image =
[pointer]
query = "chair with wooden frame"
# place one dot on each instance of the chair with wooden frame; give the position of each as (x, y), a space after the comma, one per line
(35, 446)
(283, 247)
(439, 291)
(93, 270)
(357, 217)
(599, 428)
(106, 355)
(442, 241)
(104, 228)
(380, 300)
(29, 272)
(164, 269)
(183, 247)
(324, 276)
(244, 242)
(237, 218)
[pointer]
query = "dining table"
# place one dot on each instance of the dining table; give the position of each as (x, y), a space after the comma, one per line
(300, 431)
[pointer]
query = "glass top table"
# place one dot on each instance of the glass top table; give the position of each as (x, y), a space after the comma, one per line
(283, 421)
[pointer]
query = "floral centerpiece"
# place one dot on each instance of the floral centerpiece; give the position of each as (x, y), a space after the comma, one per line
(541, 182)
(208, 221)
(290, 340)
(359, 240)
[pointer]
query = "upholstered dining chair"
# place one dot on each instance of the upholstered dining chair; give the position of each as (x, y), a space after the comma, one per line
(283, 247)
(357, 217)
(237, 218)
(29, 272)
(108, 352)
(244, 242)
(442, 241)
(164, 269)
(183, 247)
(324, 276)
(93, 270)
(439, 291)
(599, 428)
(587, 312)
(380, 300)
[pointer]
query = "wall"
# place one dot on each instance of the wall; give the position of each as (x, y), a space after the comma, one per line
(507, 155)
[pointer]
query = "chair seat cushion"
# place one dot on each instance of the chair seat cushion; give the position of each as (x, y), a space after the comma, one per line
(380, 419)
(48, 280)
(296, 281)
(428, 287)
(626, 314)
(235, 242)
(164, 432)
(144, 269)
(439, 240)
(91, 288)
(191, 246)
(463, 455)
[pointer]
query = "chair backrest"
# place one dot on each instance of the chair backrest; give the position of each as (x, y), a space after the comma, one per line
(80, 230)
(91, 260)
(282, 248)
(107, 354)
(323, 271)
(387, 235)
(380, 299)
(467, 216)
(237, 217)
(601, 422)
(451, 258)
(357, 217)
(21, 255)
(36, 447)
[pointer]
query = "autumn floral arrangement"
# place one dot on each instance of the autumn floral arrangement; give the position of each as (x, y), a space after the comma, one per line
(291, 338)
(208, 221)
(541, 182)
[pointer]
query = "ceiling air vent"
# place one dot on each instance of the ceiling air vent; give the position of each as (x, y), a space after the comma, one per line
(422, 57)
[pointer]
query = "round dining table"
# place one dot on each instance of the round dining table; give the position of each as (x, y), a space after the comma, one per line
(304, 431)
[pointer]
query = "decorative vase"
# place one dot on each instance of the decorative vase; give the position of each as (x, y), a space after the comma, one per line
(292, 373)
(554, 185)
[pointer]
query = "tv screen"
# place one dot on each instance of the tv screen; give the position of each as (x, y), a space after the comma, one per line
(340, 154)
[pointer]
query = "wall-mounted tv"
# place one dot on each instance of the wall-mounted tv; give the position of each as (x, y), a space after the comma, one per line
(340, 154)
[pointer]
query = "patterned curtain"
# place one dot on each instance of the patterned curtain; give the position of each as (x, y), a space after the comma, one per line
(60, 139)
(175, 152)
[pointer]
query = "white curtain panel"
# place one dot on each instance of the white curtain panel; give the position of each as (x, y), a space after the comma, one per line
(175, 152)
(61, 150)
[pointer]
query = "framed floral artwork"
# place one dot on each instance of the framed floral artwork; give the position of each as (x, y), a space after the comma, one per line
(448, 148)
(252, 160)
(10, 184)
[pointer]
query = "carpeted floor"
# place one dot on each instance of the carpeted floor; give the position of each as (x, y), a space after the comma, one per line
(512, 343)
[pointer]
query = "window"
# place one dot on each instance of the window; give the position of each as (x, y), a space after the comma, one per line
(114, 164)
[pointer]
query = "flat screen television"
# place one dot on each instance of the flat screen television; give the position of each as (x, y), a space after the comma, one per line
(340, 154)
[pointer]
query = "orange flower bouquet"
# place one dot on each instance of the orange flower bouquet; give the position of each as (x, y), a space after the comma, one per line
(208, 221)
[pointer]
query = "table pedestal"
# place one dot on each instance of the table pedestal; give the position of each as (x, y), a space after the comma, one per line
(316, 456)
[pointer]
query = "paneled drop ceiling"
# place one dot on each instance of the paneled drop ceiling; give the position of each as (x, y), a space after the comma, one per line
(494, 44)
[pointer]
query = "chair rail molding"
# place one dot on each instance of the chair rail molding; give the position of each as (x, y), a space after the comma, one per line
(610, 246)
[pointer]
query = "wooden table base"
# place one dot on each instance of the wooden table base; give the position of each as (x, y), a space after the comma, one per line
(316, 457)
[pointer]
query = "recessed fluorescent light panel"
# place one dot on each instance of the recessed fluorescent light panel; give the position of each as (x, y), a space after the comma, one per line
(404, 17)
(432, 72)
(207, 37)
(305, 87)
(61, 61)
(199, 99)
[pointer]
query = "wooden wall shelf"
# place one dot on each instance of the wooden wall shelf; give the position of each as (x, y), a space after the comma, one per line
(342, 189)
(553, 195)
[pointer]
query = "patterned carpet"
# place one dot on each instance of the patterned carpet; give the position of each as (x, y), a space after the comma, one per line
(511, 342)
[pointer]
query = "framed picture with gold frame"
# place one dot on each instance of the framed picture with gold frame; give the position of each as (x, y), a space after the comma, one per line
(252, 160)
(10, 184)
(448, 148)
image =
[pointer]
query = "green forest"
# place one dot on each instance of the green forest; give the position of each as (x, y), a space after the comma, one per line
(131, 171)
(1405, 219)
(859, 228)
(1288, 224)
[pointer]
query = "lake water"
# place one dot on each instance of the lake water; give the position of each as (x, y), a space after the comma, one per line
# # # # #
**Goal**
Transcribe every line of the data, exactly as it stands.

**Full response**
image =
[pointer]
query = "chair with wooden frame"
# place one dot on each instance of the chair with wooden frame; give the position of each as (x, y), a space after the comma, one per line
(35, 446)
(283, 247)
(439, 291)
(93, 270)
(357, 217)
(599, 428)
(106, 355)
(442, 241)
(104, 228)
(380, 300)
(29, 272)
(164, 269)
(183, 247)
(324, 276)
(244, 242)
(237, 218)
[pointer]
query = "dining table"
# place one dot on each instance of the dining table; give the position of each as (x, y), a space after the comma, one per line
(300, 431)
[pointer]
query = "glass top table"
# place one dot on each instance of the glass top table; give the position of each as (x, y), a space after the comma, one per line
(283, 421)
[pointer]
query = "floral centerpiece"
# place one dot on each instance of the floral centerpiece; give the position of each as (x, y), a space after the comma, one per line
(541, 182)
(208, 221)
(290, 340)
(359, 240)
[pointer]
query = "upholstered dining chair"
# place one dot on each instance of the upholstered dining chair; give the position of each as (x, y), a space after the comma, one per line
(283, 247)
(357, 217)
(237, 218)
(29, 272)
(108, 352)
(244, 242)
(442, 241)
(164, 269)
(183, 247)
(324, 276)
(93, 270)
(439, 291)
(599, 428)
(587, 312)
(380, 300)
[pointer]
query = "wall"
# place one dot on each instance of the wall; give the position of each as (x, y), a space after the comma, one per line
(507, 155)
[pointer]
query = "chair seat cushion"
# place one dot on each instance of the chair seat cushion; give the position of each as (x, y), a space after the comma, one per line
(380, 419)
(48, 280)
(296, 281)
(428, 287)
(626, 314)
(235, 242)
(164, 432)
(144, 269)
(439, 240)
(91, 288)
(191, 246)
(463, 455)
[pointer]
query = "chair backrest"
# place one dot on each instance of the chair backrest; give the position of each as (x, y), a space after the comma, one per line
(80, 230)
(91, 260)
(282, 248)
(107, 354)
(323, 271)
(387, 235)
(380, 299)
(467, 216)
(237, 217)
(601, 422)
(451, 258)
(357, 217)
(21, 255)
(36, 447)
[pointer]
query = "autumn floral arrangement"
# place one dot on each instance of the autumn floral arrangement; give the position of each as (x, y), a space after the comma, one per line
(291, 338)
(208, 221)
(541, 182)
[pointer]
query = "ceiling air vent"
# place one dot on each instance of the ceiling air vent; give the position of each as (x, y), a space after the comma, one per line
(422, 57)
[pointer]
query = "round dining table"
# place one dot on each instance of the round dining table; give the position of each as (x, y), a space after the comma, one per line
(304, 431)
[pointer]
query = "decorative vase"
# place one dot on each instance of the decorative vase; give the position of each as (x, y), a space after the comma, one per line
(292, 373)
(554, 185)
[pointer]
query = "tv screen"
# place one dot on each instance of the tv screen; give the position of each as (x, y), a space after the comma, one per line
(340, 154)
[pointer]
query = "wall-mounted tv"
# place one dot on each instance of the wall-mounted tv; give the position of each as (x, y), a space after the comma, one per line
(340, 154)
[pointer]
query = "patterned curtain"
# place one dot on each instance of the patterned curtain; give the position of each as (x, y), a space after the comma, one per line
(60, 139)
(175, 152)
[pointer]
query = "white curtain panel"
# place one dot on each instance of the white curtain panel; give the position of each as (x, y), a space after the comma, one per line
(175, 152)
(61, 150)
[pointer]
query = "framed floral artwork"
# place one dot on each instance of the framed floral artwork; give the position of each as (x, y), a space after the comma, one per line
(448, 148)
(252, 160)
(10, 184)
[pointer]
query = "carpeted floor"
# place one dot on each instance of the carpeted floor; give the position of each as (x, y), a space after the comma, one per line
(512, 343)
[pointer]
query = "window"
# place one dot on each instance of the window; give the position of each as (x, y), a space after the comma, one per line
(114, 164)
[pointer]
query = "flat screen television"
# place one dot on each instance of the flat screen television; give the position of each as (x, y), a space after the comma, one per line
(340, 154)
[pointer]
query = "orange flower bouquet"
# place one dot on each instance of the orange flower bouquet; give the position of each as (x, y), a space after the comma, one per line
(208, 221)
[pointer]
query = "table pedestal"
# place one dot on each instance of the table pedestal; give the position of each as (x, y), a space after the comma, one per line
(316, 456)
[pointer]
query = "paneled drop ceiling"
# place one dot on each instance of the paneled drop ceiling; give the position of each as (x, y), a space after the comma, one per line
(494, 44)
[pointer]
query = "chair rail molding"
# place one dot on each instance of the chair rail molding; give the position of each as (x, y), a space after the comma, one per line
(610, 246)
[pointer]
query = "wooden table base"
# place one dot on each instance of the wooden table base; give the position of each as (x, y), a space after the comma, one per line
(316, 457)
[pointer]
query = "recessed fluorescent light panel"
# place one dot on each instance of the recessed fluorescent light panel; give the position of each as (x, y), a space after the comma, one per line
(404, 17)
(432, 72)
(207, 37)
(305, 87)
(61, 61)
(199, 99)
[pointer]
query = "wooden wall shelf"
# place one dot on each instance of the wooden wall shelf; give the position of each as (x, y), a space after the comma, one per line
(342, 189)
(553, 195)
[pointer]
query = "patterned carpet"
# place one dot on each instance of the patterned carpet; give the position of each as (x, y), a space after the comma, one per line
(511, 342)
[pointer]
query = "framed picture with gold frame"
# place one dot on each instance of the framed picture with gold frame; give the position of each as (x, y), a space after the comma, one per line
(252, 160)
(10, 184)
(448, 148)
image =
[pointer]
query = "green forest"
# place one dot on each instance of the green forest; give the position of each as (x, y), a space after the comma, one per line
(131, 171)
(1405, 219)
(859, 228)
(1288, 224)
[pointer]
query = "lake water"
# place one dot on each instance of the lake water; give the position of each as (x, y), a space after the comma, one per line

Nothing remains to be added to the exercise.